[Entries pointing to labeled objects]
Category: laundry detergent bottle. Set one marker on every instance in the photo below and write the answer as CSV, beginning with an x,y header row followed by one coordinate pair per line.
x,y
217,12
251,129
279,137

* [Requirements]: Could you update the material so that "marker" becomes "dot", with nothing else changed?

* [Full solution]:
Category: laundry detergent bottle. Set one dot on every instance in the photo below and write the answer as CSV, beginning with an x,y header row followed by one coordinate pair per line.
x,y
217,12
251,129
279,137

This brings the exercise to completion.